### PROBLEM TO SOLVE
An exact copy of the lines, starting at the top of the listing and ending with the line that has "Would you be so kind as to mark the blue sky", is the required answer. Pictures are not part of it.

- Opening Delimiter -

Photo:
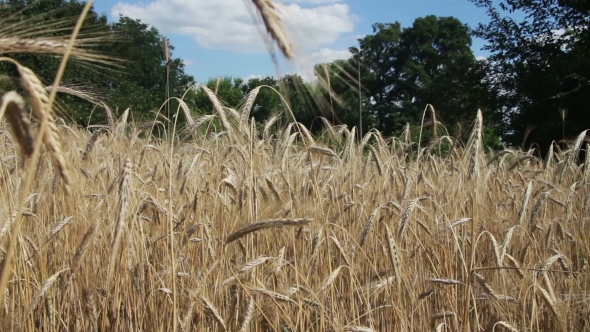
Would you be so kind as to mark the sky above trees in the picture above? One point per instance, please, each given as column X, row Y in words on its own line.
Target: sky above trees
column 219, row 38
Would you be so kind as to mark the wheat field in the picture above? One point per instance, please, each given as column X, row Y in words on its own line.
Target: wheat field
column 265, row 227
column 253, row 231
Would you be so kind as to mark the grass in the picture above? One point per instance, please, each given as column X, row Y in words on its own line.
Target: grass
column 242, row 230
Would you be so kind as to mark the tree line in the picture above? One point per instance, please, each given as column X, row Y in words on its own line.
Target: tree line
column 531, row 89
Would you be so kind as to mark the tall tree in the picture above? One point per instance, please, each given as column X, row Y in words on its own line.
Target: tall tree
column 431, row 62
column 540, row 62
column 337, row 86
column 140, row 83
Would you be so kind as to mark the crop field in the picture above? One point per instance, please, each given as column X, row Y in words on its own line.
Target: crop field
column 248, row 231
column 266, row 227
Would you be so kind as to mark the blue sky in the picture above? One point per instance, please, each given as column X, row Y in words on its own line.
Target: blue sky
column 219, row 38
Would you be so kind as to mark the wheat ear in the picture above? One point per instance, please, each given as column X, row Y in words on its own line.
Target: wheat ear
column 40, row 102
column 274, row 27
column 266, row 224
column 13, row 104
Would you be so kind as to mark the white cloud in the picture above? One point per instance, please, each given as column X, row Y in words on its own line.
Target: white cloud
column 315, row 2
column 228, row 24
column 325, row 55
column 249, row 77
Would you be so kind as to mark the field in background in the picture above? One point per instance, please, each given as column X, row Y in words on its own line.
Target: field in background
column 353, row 236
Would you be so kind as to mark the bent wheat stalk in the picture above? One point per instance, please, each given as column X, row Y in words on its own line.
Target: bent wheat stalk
column 265, row 224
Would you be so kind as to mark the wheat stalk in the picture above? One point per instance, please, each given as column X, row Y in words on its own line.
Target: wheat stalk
column 272, row 223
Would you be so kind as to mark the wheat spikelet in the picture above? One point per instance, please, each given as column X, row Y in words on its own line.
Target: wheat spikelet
column 536, row 209
column 219, row 109
column 368, row 225
column 247, row 267
column 122, row 123
column 488, row 289
column 525, row 202
column 273, row 189
column 505, row 325
column 394, row 255
column 91, row 143
column 248, row 316
column 196, row 124
column 186, row 322
column 375, row 287
column 268, row 123
column 568, row 201
column 212, row 311
column 342, row 252
column 60, row 225
column 40, row 102
column 84, row 244
column 586, row 176
column 403, row 225
column 322, row 151
column 121, row 215
column 547, row 264
column 357, row 328
column 440, row 327
column 264, row 225
column 445, row 281
column 545, row 295
column 248, row 103
column 14, row 106
column 506, row 243
column 42, row 291
column 330, row 279
column 274, row 27
column 377, row 161
column 273, row 295
column 315, row 247
column 442, row 315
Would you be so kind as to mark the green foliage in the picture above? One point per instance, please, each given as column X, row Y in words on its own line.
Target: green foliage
column 404, row 70
column 139, row 84
column 541, row 66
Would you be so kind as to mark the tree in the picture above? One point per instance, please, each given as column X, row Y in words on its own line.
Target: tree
column 431, row 62
column 140, row 83
column 338, row 88
column 540, row 54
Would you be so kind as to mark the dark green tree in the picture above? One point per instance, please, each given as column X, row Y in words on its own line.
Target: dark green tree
column 341, row 79
column 136, row 78
column 540, row 57
column 404, row 70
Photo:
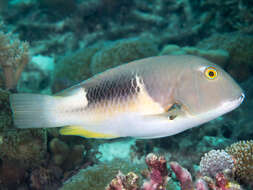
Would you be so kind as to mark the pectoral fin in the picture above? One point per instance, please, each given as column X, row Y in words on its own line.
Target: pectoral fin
column 80, row 131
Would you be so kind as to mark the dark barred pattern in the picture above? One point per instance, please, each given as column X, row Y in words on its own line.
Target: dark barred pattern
column 112, row 90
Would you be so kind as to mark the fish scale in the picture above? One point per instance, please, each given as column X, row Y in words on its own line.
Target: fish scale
column 148, row 98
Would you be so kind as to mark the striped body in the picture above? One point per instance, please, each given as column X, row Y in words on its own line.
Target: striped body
column 136, row 99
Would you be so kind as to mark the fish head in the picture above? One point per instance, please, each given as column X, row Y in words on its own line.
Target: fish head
column 206, row 90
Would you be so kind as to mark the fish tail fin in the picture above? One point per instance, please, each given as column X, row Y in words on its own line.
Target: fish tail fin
column 36, row 111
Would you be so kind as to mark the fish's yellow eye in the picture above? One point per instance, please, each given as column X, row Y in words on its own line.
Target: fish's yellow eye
column 211, row 73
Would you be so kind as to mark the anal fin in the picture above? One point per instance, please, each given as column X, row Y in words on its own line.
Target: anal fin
column 80, row 131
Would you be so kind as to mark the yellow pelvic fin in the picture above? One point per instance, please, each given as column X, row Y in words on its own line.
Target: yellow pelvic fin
column 80, row 131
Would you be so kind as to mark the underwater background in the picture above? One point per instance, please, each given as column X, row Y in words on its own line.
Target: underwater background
column 49, row 45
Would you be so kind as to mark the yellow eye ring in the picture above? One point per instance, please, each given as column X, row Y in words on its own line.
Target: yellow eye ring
column 211, row 73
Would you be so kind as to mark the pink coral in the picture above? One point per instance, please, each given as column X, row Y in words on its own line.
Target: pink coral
column 183, row 175
column 158, row 173
column 122, row 182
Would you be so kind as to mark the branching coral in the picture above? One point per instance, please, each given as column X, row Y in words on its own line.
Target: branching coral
column 214, row 162
column 242, row 152
column 14, row 56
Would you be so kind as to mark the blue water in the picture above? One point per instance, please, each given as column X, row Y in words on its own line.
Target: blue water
column 49, row 45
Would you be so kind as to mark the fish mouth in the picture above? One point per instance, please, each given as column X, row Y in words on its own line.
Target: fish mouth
column 234, row 103
column 181, row 110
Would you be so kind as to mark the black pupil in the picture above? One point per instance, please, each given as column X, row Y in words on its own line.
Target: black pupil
column 211, row 73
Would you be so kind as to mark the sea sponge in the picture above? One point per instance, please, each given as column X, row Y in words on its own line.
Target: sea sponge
column 242, row 152
column 214, row 162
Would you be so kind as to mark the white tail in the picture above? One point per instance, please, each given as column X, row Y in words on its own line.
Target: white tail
column 36, row 111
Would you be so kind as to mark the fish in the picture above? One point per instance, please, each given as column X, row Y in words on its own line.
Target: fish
column 147, row 98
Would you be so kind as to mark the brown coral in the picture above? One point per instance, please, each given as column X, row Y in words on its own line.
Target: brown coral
column 242, row 152
column 14, row 56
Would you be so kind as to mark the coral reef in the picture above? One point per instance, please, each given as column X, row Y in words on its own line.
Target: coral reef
column 242, row 152
column 183, row 175
column 214, row 162
column 84, row 37
column 158, row 173
column 98, row 176
column 13, row 58
column 45, row 178
column 129, row 182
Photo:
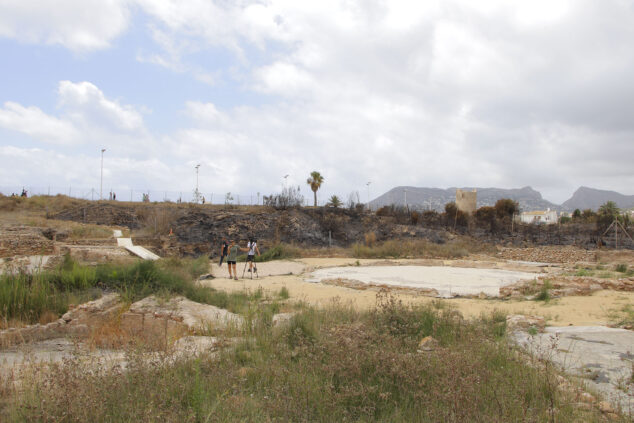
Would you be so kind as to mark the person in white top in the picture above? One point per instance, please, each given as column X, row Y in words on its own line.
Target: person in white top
column 252, row 246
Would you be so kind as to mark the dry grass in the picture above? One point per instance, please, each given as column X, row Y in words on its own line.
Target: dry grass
column 419, row 248
column 326, row 365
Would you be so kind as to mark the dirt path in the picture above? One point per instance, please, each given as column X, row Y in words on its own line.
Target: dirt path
column 578, row 311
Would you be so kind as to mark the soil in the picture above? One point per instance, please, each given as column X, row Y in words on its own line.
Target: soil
column 595, row 309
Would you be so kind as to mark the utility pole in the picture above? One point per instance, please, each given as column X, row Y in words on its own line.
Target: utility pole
column 101, row 185
column 196, row 193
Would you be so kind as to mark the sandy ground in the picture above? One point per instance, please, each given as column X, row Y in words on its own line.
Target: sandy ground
column 578, row 311
column 447, row 281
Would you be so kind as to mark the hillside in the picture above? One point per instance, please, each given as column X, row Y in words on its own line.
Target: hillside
column 591, row 198
column 436, row 198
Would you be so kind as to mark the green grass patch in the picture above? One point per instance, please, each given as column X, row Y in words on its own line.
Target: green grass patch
column 415, row 248
column 333, row 364
column 26, row 297
column 544, row 292
column 280, row 251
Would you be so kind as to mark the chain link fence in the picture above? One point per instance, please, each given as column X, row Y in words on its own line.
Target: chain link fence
column 150, row 195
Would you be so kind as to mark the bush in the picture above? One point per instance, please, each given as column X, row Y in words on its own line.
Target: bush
column 326, row 365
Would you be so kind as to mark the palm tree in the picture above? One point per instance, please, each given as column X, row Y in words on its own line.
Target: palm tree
column 334, row 202
column 609, row 209
column 315, row 182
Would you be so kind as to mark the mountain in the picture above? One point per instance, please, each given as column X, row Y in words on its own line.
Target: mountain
column 590, row 198
column 436, row 198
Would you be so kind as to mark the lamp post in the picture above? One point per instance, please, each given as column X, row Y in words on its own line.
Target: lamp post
column 101, row 185
column 196, row 193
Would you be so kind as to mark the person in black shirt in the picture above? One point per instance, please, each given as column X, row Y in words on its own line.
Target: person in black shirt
column 224, row 251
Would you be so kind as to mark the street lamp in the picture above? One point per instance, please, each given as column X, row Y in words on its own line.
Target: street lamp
column 101, row 185
column 196, row 193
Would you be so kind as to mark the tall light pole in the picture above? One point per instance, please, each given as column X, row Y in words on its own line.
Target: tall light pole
column 101, row 185
column 196, row 193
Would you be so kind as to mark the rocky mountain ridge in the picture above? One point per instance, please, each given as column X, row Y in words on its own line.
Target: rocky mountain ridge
column 528, row 198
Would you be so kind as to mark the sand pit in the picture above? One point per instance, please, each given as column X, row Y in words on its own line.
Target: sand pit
column 447, row 281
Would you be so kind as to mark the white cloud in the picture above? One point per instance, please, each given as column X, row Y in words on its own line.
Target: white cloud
column 77, row 25
column 34, row 122
column 87, row 102
column 438, row 93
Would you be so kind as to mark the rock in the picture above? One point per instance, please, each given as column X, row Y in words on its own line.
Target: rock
column 605, row 407
column 587, row 398
column 175, row 317
column 196, row 344
column 282, row 319
column 583, row 406
column 427, row 344
column 522, row 322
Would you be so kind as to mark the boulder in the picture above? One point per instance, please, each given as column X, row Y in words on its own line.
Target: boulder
column 522, row 322
column 175, row 317
column 427, row 344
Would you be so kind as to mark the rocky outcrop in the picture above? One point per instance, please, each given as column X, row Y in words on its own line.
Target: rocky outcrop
column 24, row 241
column 78, row 321
column 554, row 254
column 521, row 322
column 154, row 319
column 563, row 286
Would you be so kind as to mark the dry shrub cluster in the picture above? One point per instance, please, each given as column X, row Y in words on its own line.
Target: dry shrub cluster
column 157, row 220
column 330, row 365
column 417, row 248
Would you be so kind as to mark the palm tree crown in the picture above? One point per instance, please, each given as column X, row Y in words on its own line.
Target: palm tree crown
column 315, row 182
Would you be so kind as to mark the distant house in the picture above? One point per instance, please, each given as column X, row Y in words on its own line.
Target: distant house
column 466, row 201
column 547, row 217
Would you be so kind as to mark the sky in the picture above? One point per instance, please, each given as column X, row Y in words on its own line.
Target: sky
column 493, row 93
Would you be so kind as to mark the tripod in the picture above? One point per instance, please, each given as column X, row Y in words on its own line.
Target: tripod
column 255, row 269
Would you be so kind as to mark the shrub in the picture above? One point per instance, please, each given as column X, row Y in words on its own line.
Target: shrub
column 370, row 239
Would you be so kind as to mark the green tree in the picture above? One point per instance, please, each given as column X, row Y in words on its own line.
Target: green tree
column 334, row 201
column 506, row 207
column 609, row 209
column 315, row 182
column 607, row 213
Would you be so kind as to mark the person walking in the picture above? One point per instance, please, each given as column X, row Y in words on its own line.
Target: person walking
column 224, row 250
column 252, row 248
column 231, row 259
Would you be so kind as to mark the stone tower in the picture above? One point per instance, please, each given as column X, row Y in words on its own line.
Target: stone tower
column 466, row 201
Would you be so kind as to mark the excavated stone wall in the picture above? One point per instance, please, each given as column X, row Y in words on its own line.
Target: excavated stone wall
column 24, row 241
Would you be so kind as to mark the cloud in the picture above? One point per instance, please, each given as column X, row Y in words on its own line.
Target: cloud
column 80, row 26
column 84, row 101
column 451, row 93
column 34, row 122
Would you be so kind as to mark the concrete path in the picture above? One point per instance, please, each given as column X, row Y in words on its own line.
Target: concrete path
column 126, row 243
column 603, row 357
column 447, row 281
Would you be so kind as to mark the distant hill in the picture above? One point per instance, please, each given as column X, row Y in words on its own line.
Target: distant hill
column 590, row 198
column 436, row 198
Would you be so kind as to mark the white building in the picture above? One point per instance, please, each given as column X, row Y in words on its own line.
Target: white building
column 547, row 217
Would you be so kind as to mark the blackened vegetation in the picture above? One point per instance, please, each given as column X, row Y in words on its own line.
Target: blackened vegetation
column 200, row 229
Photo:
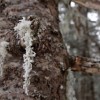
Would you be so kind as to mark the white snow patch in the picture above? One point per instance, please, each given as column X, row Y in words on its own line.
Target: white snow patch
column 3, row 53
column 70, row 86
column 92, row 16
column 24, row 31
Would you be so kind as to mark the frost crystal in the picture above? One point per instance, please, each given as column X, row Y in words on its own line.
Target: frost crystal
column 24, row 31
column 3, row 53
column 70, row 86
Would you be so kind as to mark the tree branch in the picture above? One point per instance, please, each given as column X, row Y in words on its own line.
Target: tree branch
column 83, row 64
column 89, row 3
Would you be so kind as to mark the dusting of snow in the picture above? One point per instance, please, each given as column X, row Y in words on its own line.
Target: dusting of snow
column 24, row 31
column 70, row 86
column 3, row 53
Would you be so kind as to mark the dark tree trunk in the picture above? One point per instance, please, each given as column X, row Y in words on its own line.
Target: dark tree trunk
column 50, row 64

- Closing Delimiter -

### PROBLEM SOLUTION
Photo:
Would you be so kind as to mark the sky above trees in the picture above? One point per instance, please, each given as column X, row Y in words on its own line.
Target: sky above trees
column 219, row 38
Would you be so kind as to mark the wheat field in the picture above? One point per instance, please, each given as column X, row Y in words on its own line.
Target: wheat field
column 265, row 227
column 253, row 231
Would you be so kind as to mark the grass in the picture above? One point per instance, please, each given as column X, row Y in words on its own line.
Target: grass
column 242, row 230
Would you be so kind as to mark the tree line in the picture above? One point per instance, please, each given as column X, row Y in words on its own line.
Target: tree line
column 531, row 89
Would you be so kind as to mark the tall tree in the picture above? One point per instance, please, each given as column X, row Y in words on its own line.
Target: tall tree
column 431, row 62
column 540, row 62
column 337, row 86
column 140, row 83
Would you be so kind as to mark the crop field in the picture above? One point per instance, please, each given as column X, row Y in words on its own line.
Target: crop field
column 248, row 231
column 266, row 227
Would you be so kind as to mark the blue sky in the picture above? One point per instance, please, each given as column X, row Y in words on its own line.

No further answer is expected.